Assignment —
Print, word for word, the stretch of the mine-clearing passage below from "One of the six" through "in their own.".

Selected text —
•••••

Among the solutions are the Mine Clearing Line Charge, which launches a small rocket with a line of explosive charges across a minefield and is detonated to trigger any mines nearby. Ukraine already has a Soviet-developed equivalent.
One of the six Leopard 2R armored mine-clearing vehicles provided to Ukraine by Finland was destroyed in the early days of the counteroffensive and two were damaged, according to Oryx, an independent team of analysts tracking both sides’ losses in the war.
A satellite image on Fisherman’s phone illustrates what Ukrainian forces are up against: It shows a belt of antitank mines, five rows deep, in front of a Russian position. But before clearing a path through enemy mines, the sappers had to open a gap in their own.
An avid fisherman, Fisherman compares his hobby to his job, in the sense that both involve laying bait and waiting for a catch. He fought against Russia during an earlier phase of the conflict in 2015 but went back to work in the construction industry until the full-blown invasion last year.

•••••

Source data —
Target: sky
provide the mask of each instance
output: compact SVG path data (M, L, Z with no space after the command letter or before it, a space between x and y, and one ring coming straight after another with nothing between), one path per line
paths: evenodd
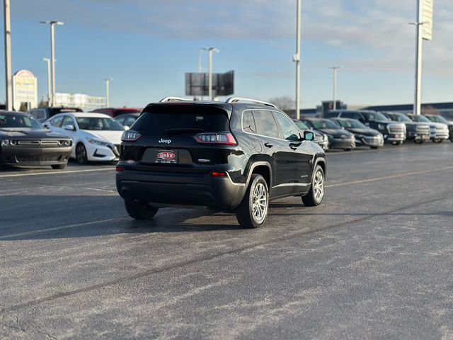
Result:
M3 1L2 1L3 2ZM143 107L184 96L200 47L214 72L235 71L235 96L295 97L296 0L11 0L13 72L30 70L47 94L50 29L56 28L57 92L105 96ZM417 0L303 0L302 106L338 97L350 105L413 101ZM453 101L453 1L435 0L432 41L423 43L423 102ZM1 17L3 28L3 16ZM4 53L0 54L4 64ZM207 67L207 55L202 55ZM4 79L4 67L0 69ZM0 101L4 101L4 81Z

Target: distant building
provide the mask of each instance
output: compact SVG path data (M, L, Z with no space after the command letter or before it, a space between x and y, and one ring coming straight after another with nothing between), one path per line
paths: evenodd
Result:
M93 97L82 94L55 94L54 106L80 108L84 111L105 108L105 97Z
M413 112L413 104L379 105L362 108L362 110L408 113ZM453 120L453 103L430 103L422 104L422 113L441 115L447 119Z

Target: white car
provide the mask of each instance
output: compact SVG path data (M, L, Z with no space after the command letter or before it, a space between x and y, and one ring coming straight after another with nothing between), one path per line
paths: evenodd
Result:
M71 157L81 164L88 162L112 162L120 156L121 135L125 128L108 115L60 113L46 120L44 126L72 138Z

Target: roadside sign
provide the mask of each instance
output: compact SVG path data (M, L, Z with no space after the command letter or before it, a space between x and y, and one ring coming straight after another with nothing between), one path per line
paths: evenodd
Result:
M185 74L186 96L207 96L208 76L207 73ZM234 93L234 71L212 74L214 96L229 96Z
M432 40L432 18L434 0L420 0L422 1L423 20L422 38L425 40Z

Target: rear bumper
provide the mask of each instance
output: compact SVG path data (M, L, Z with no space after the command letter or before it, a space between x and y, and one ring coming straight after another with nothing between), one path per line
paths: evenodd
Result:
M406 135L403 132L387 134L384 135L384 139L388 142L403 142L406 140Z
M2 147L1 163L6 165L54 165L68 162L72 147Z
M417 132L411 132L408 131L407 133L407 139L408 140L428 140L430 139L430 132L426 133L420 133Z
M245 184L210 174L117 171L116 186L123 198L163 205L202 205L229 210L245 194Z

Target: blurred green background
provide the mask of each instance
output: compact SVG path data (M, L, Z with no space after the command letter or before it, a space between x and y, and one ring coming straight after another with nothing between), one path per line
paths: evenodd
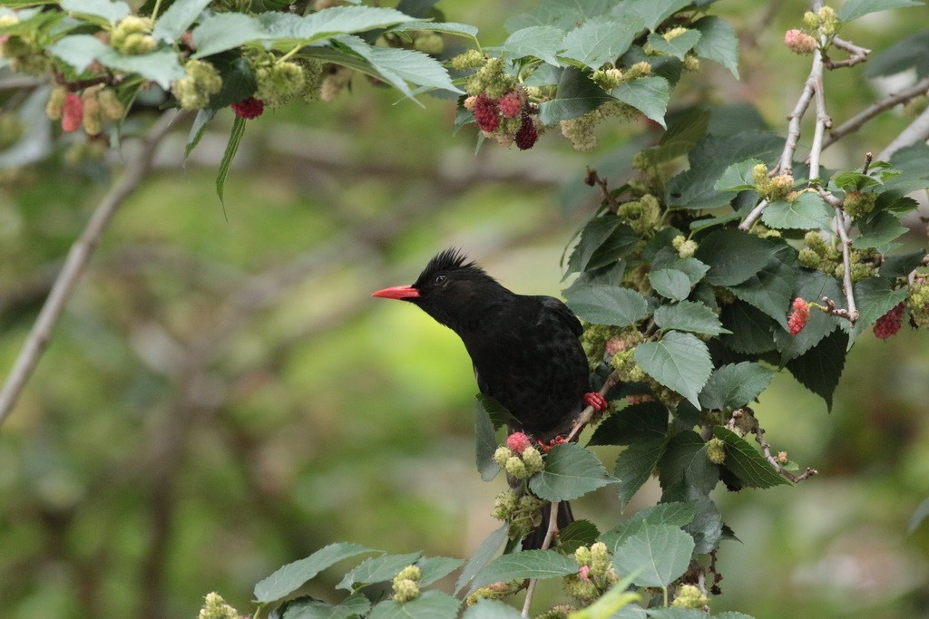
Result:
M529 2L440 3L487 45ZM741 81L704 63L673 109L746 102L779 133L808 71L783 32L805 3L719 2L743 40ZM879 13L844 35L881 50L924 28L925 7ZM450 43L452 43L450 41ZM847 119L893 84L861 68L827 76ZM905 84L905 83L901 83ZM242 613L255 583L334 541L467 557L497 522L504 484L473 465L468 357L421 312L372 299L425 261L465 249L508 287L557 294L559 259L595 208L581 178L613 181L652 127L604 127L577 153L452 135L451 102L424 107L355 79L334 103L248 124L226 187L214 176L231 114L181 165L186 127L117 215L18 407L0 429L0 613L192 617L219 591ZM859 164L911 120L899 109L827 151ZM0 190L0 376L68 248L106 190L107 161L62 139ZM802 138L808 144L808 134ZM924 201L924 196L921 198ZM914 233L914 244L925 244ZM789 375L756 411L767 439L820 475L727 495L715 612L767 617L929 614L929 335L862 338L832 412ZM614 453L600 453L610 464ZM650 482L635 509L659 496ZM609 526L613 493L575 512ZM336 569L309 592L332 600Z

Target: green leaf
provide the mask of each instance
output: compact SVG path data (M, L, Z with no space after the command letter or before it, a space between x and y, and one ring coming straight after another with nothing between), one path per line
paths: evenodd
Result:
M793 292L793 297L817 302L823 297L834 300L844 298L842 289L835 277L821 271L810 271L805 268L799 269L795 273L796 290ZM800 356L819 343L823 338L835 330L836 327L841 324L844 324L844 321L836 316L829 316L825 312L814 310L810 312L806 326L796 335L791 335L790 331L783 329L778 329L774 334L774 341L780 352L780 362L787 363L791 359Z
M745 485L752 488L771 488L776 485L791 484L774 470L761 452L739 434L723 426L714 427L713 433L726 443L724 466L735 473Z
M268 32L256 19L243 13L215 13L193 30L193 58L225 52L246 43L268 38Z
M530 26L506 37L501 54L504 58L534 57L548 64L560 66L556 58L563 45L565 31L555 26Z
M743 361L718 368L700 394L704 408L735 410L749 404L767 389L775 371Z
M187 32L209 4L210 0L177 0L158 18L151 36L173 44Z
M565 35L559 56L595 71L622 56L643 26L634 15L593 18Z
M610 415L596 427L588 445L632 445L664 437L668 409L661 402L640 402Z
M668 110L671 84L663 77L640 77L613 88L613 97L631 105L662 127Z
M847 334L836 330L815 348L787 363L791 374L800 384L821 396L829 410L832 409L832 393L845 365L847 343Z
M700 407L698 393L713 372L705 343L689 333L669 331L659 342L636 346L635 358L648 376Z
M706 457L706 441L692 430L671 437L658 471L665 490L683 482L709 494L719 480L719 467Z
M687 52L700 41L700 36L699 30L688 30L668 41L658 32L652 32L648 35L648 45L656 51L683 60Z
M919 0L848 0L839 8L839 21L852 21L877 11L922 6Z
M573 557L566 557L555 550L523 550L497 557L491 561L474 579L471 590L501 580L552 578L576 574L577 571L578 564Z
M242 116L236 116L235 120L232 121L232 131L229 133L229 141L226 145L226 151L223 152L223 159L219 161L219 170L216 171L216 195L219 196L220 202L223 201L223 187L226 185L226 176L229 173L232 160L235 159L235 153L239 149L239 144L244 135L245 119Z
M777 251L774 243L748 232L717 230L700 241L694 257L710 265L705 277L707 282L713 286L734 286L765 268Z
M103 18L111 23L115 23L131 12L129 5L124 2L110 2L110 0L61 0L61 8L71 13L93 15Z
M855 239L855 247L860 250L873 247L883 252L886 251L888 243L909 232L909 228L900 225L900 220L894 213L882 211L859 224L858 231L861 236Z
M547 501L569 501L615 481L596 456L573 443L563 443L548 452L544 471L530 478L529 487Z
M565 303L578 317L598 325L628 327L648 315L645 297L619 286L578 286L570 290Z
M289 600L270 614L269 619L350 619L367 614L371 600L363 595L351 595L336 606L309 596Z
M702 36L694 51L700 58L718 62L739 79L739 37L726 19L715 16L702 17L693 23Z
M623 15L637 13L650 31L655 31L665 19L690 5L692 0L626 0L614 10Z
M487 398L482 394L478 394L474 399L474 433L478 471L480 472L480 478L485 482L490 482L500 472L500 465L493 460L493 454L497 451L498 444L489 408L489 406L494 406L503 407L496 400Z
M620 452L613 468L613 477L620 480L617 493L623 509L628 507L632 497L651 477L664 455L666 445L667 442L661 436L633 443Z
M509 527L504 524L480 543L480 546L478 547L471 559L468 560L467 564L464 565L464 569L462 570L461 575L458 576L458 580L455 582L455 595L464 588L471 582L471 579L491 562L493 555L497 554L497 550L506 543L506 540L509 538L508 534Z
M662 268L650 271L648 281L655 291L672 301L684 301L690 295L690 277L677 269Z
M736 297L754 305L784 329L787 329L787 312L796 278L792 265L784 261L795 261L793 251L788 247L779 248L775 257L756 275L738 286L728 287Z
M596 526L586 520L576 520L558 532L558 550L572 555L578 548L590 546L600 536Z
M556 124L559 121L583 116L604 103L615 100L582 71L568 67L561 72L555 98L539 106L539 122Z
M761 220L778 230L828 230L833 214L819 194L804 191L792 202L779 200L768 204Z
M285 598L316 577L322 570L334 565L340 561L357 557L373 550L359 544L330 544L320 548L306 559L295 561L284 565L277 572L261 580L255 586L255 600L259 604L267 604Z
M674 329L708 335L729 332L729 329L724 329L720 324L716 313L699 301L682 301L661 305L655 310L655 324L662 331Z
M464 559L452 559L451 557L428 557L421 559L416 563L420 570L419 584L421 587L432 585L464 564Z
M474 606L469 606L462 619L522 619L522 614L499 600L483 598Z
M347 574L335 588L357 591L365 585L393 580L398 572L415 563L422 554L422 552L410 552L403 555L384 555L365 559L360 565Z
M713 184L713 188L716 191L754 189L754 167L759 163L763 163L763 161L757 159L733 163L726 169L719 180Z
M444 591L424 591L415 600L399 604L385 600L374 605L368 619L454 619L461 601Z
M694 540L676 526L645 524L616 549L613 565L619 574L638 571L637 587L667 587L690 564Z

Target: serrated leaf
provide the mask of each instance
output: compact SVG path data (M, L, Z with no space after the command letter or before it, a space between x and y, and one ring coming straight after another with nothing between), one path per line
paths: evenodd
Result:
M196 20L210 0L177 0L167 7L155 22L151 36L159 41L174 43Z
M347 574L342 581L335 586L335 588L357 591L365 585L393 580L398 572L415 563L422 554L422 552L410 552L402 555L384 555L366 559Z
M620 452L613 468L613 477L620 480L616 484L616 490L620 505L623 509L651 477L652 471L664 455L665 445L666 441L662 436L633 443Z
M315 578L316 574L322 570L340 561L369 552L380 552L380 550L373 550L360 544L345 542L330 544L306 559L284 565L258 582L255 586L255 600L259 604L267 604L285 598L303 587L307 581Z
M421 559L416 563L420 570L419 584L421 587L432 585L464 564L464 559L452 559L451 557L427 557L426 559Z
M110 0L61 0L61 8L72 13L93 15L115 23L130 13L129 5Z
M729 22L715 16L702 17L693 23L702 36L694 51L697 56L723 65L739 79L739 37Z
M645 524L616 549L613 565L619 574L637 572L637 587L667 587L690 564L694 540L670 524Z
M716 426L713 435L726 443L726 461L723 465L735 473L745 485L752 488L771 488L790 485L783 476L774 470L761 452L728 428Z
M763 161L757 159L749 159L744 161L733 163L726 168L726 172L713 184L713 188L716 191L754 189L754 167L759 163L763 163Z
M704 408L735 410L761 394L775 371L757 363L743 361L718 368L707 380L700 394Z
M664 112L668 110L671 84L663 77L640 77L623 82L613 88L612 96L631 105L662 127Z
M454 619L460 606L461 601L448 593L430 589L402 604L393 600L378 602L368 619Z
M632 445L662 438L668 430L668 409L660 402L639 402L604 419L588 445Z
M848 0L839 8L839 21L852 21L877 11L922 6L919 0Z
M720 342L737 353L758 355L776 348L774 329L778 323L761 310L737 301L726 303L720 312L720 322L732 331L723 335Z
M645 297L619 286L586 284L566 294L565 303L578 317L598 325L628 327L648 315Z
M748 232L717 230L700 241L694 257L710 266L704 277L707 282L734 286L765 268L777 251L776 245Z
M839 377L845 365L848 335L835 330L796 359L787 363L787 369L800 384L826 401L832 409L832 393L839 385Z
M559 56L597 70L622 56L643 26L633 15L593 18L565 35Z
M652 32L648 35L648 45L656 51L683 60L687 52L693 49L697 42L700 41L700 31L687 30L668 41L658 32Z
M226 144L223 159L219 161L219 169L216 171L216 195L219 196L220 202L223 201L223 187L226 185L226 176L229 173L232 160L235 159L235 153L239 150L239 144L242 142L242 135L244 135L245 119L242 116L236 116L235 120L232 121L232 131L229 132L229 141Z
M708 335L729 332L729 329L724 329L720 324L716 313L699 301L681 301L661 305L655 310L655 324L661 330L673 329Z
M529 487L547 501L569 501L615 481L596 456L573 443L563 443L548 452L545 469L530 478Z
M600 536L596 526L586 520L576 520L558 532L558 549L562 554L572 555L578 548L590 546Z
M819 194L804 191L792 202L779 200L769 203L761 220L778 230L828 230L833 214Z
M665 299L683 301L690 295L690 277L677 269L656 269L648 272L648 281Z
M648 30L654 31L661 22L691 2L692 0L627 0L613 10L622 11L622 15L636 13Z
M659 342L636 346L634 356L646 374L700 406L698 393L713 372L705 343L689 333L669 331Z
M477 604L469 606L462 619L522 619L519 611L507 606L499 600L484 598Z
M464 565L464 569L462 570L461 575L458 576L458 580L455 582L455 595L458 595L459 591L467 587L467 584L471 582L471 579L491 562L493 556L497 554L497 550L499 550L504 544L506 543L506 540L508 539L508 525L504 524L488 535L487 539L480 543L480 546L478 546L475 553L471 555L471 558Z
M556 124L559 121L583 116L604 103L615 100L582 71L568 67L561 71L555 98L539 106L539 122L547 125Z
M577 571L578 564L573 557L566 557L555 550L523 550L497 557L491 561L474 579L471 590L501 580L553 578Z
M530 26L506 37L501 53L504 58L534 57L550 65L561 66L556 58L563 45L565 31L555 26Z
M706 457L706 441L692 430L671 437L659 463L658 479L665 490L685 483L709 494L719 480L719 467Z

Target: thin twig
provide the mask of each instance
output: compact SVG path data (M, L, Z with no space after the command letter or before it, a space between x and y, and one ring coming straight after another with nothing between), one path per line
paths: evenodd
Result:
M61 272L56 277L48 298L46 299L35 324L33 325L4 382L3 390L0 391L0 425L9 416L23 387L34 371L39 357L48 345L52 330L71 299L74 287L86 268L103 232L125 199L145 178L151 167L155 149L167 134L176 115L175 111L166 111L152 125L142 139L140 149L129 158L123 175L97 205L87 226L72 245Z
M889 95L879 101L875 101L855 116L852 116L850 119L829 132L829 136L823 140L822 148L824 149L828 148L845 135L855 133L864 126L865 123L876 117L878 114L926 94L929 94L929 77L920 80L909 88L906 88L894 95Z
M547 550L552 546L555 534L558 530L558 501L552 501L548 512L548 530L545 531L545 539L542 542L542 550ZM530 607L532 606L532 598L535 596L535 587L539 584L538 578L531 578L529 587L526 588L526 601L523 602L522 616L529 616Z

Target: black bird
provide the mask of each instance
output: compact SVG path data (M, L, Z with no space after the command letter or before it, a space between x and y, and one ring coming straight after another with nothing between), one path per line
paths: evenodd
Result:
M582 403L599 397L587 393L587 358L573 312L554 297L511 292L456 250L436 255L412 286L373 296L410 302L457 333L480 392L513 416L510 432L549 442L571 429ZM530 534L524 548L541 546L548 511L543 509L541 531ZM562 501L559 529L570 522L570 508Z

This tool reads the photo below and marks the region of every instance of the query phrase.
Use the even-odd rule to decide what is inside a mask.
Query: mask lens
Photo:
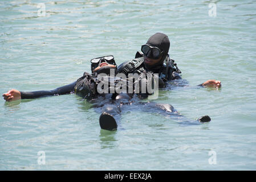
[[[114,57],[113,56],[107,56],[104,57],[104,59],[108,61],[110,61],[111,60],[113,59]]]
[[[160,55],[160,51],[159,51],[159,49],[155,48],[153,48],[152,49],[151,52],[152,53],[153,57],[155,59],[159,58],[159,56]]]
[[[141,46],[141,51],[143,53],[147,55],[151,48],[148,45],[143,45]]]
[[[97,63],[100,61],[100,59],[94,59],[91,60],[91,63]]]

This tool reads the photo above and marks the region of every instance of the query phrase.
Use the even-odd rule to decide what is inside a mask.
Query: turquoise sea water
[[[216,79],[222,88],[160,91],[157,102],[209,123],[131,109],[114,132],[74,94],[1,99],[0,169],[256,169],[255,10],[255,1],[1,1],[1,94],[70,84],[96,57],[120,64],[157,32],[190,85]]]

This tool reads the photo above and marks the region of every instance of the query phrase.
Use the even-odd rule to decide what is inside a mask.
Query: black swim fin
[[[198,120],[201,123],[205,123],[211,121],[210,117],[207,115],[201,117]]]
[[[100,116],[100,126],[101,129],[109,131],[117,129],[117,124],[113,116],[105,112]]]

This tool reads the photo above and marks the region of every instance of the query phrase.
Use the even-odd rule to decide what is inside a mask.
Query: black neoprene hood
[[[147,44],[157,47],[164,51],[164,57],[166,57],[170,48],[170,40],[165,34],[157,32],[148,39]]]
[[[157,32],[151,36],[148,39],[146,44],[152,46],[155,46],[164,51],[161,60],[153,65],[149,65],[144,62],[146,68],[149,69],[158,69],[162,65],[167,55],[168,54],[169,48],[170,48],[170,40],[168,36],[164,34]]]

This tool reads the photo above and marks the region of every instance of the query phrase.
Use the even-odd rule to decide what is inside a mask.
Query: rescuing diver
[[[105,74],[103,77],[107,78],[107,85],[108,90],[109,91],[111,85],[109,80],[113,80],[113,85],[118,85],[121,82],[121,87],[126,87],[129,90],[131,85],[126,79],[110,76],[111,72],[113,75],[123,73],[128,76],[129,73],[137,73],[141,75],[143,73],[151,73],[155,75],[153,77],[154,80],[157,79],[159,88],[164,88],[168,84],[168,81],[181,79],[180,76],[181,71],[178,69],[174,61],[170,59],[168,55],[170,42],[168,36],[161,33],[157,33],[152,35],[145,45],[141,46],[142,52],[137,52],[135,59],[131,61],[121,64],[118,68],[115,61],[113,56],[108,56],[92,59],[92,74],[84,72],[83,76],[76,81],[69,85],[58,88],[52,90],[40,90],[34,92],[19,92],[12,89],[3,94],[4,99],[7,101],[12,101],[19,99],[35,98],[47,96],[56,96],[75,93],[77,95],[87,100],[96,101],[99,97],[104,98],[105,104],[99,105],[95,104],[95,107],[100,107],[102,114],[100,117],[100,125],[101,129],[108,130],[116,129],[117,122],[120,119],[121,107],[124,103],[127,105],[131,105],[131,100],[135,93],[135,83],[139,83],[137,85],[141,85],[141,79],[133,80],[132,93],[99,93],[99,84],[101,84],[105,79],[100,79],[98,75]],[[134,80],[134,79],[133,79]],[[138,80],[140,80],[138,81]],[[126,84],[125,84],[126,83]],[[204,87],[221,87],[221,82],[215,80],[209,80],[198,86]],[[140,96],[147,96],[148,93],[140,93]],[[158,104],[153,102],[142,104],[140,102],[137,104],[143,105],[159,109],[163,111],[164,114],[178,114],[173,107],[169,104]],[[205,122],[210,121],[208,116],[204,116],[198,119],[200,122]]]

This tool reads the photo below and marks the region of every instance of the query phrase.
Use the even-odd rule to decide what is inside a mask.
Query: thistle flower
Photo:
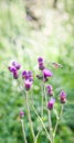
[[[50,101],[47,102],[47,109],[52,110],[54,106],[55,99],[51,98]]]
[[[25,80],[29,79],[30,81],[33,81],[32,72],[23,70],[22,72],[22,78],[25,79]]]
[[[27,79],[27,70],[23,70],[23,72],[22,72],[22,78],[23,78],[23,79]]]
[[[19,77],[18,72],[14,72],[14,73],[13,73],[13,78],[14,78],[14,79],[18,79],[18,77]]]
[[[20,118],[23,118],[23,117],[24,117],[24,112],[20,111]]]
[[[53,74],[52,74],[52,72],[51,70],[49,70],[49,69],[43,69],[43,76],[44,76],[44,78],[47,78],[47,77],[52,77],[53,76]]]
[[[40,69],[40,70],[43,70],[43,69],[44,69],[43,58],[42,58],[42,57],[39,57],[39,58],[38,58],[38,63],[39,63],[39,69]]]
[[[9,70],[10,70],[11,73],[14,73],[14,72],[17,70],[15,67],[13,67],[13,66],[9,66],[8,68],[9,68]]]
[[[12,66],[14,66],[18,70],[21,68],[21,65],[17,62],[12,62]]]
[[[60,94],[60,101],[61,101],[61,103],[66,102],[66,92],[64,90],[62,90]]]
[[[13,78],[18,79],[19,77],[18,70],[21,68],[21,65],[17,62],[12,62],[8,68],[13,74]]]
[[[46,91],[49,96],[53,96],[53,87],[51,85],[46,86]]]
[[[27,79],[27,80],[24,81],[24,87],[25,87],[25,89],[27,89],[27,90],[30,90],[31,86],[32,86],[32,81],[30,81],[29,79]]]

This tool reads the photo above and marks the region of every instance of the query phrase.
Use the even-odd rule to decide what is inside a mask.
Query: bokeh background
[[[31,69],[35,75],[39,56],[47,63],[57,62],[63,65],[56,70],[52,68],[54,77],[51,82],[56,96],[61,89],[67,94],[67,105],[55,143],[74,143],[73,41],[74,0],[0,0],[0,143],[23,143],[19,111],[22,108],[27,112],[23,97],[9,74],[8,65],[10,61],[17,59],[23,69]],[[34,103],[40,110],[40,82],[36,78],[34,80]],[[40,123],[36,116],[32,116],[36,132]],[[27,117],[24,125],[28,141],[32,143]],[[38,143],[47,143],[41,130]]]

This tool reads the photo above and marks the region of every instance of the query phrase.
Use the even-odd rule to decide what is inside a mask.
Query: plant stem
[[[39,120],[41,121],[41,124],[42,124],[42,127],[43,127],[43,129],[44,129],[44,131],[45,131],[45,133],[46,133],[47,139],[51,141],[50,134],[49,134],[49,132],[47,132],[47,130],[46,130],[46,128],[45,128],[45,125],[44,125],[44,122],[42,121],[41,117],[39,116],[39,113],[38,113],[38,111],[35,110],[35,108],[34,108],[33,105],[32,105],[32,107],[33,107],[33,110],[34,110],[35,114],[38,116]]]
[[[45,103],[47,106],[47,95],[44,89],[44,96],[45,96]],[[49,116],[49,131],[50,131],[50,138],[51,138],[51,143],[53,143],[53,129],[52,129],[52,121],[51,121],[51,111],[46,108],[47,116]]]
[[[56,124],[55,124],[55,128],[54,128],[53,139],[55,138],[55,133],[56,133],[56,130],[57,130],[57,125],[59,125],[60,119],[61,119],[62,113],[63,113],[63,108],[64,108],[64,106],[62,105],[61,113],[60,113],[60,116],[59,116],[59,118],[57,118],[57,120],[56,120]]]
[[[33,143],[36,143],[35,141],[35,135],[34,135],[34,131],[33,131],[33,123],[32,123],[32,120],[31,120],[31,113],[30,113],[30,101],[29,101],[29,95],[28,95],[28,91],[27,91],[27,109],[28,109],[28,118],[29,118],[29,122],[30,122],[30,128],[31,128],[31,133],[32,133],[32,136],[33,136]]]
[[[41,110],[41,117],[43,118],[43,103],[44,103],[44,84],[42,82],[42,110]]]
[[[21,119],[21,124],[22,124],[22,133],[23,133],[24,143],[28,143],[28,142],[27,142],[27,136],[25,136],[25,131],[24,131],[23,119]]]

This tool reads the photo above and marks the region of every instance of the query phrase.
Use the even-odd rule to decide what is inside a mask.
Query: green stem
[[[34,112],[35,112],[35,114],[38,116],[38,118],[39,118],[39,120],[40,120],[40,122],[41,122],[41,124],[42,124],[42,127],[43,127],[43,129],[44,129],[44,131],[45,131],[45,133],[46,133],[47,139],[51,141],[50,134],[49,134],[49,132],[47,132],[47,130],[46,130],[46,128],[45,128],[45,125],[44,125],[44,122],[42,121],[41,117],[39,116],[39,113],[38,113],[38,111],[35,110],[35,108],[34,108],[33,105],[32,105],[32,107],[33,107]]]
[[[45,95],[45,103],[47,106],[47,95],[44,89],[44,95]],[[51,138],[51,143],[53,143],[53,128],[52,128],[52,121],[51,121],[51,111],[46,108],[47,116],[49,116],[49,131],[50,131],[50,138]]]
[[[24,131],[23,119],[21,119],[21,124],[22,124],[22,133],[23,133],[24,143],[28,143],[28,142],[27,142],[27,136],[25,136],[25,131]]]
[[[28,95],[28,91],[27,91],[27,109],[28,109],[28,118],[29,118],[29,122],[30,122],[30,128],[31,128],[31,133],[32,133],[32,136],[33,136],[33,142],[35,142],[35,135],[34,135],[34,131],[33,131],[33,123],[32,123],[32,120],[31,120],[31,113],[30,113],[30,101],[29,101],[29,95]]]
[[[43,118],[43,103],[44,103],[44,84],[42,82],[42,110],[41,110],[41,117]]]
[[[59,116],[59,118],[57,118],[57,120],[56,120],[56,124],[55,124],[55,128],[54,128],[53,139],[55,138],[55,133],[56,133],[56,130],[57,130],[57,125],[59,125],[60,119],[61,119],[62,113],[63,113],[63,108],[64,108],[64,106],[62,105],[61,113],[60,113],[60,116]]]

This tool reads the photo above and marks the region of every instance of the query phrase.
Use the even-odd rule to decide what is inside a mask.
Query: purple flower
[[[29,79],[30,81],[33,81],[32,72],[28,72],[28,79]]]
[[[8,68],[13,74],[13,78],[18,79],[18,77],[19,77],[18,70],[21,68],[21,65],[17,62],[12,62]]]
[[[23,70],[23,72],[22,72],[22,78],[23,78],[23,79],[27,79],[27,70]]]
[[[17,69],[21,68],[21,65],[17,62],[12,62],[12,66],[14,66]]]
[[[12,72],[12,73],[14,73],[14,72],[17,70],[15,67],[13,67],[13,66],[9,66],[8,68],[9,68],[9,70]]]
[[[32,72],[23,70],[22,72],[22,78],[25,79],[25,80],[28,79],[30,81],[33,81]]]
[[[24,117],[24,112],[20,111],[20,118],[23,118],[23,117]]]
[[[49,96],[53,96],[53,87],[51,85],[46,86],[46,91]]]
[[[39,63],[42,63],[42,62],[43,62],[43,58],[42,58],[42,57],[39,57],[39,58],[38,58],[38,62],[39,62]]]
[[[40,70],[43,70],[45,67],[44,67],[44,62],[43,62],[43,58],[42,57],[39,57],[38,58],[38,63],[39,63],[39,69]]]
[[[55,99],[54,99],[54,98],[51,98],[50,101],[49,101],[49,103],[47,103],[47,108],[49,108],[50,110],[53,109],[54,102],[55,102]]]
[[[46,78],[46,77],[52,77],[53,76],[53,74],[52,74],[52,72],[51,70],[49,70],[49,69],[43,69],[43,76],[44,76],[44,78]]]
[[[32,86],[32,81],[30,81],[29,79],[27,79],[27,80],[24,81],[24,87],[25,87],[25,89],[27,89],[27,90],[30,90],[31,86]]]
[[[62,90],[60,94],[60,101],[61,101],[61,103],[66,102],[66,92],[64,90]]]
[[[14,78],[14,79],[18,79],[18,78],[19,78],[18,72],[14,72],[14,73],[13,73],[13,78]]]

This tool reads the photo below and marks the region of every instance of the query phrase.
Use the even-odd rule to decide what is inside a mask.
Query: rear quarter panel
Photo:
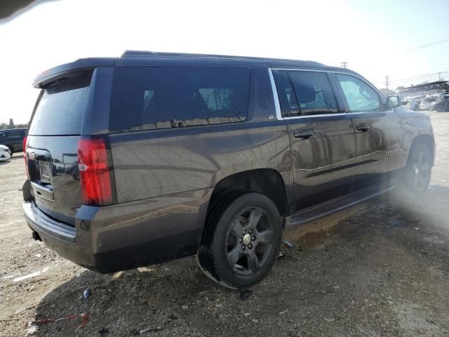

•••••

Written solution —
One of the six Leopard 2R armored mine-clearing vehicles provided to Ukraine by Finland was destroyed in the early days of the counteroffensive and two were damaged, according to Oryx, an independent team of analysts tracking both sides’ losses in the war.
A satellite image on Fisherman’s phone illustrates what Ukrainian forces are up against: It shows a belt of antitank mines, five rows deep, in front of a Russian position. But before clearing a path through enemy mines, the sappers had to open a gap in their own.